§ **DO THIS**: Add 13 to every bounding box coordinate in everything from the start of the records down to the line with "[410,618,454,670]". Write out each of those lines again, keeping every line in that stretch.

--- Start ---

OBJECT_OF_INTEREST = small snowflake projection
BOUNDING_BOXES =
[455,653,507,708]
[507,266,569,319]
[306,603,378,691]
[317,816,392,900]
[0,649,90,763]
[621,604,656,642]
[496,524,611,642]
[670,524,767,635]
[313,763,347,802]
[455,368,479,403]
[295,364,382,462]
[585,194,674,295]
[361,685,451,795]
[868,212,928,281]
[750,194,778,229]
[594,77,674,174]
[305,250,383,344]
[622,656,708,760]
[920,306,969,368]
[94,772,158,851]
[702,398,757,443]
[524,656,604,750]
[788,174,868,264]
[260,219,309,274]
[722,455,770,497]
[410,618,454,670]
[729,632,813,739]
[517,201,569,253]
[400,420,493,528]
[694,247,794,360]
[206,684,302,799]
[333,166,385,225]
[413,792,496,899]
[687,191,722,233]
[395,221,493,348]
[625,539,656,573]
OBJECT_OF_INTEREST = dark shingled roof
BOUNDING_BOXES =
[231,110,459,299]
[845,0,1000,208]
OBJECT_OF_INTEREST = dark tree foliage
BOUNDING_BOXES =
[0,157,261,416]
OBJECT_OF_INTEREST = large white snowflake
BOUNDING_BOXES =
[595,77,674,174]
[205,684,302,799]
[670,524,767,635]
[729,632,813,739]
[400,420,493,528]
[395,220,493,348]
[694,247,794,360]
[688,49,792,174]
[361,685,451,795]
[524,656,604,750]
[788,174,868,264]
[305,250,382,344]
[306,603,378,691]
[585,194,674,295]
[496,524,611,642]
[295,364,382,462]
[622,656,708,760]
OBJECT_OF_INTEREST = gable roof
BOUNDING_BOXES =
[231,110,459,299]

--- End ---

§ **ANSWER TO THIS PROBLEM**:
OBJECT_OF_INTEREST = small snowflake projection
BOUNDING_BOXES =
[468,666,520,721]
[520,279,582,332]
[319,616,391,704]
[330,829,405,913]
[13,662,103,776]
[634,617,669,655]
[509,537,624,655]
[683,537,780,648]
[326,776,360,815]
[468,381,492,416]
[308,377,395,475]
[598,207,687,308]
[374,698,464,808]
[881,225,941,294]
[763,207,791,242]
[607,90,687,187]
[318,263,396,357]
[635,669,721,773]
[933,319,982,381]
[107,785,171,864]
[715,411,770,456]
[537,669,617,763]
[801,187,881,277]
[273,232,322,287]
[735,468,783,510]
[423,631,467,683]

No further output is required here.